Exercise directions - Reproduce each of the following records verbatim, line for line, with no alterations.

Extracted entries -
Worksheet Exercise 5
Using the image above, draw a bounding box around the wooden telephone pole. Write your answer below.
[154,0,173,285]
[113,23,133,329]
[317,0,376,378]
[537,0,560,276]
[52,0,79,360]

Worked solution -
Worksheet Exercise 5
Using the image above, draw a bounding box around the wooden telephone pole. Write your answer below.
[154,0,173,285]
[113,23,133,329]
[317,0,376,378]
[537,0,560,276]
[52,0,79,360]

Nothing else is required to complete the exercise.